TASK DESCRIPTION => Print, exactly as written, the line containing "Find the horizon" and every line after it, ending with the final line of the data below.

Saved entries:
■ ■ ■

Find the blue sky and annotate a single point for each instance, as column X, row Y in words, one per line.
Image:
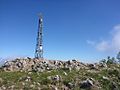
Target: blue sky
column 88, row 30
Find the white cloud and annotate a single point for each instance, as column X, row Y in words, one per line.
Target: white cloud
column 102, row 46
column 113, row 44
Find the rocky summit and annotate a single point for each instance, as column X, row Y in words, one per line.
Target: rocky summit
column 42, row 74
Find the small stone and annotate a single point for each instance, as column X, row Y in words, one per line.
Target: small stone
column 86, row 84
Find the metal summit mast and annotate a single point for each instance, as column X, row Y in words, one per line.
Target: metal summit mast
column 39, row 45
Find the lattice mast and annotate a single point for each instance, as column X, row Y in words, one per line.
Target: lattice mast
column 39, row 45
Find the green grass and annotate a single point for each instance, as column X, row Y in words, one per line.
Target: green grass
column 74, row 76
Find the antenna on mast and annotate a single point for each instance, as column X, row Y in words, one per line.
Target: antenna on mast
column 39, row 45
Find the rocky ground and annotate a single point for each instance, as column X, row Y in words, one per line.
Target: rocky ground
column 42, row 74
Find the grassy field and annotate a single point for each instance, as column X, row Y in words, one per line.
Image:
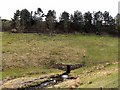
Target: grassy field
column 33, row 54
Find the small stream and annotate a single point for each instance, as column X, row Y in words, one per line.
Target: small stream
column 52, row 80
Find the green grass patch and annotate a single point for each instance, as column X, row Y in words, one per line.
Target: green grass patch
column 21, row 51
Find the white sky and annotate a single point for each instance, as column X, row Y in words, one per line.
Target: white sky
column 8, row 7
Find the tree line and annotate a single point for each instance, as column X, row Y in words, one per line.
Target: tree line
column 37, row 21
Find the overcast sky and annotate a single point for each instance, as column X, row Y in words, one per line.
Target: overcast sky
column 8, row 7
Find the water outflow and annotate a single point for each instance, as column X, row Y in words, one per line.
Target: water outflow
column 52, row 80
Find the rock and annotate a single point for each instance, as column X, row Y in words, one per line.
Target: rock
column 89, row 82
column 107, row 63
column 14, row 30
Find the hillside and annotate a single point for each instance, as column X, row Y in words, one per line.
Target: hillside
column 32, row 55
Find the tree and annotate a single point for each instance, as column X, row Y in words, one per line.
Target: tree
column 118, row 22
column 64, row 19
column 25, row 18
column 87, row 21
column 50, row 20
column 106, row 17
column 16, row 20
column 98, row 18
column 77, row 20
column 38, row 18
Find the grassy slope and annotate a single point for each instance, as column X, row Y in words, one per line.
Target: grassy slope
column 25, row 54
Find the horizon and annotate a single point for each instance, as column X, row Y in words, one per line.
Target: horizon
column 111, row 6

■ ■ ■

TASK RESPONSE =>
Find the horizon and annotate a single point for each instance, as column X, row Y in words, one per line.
Target: horizon
column 111, row 6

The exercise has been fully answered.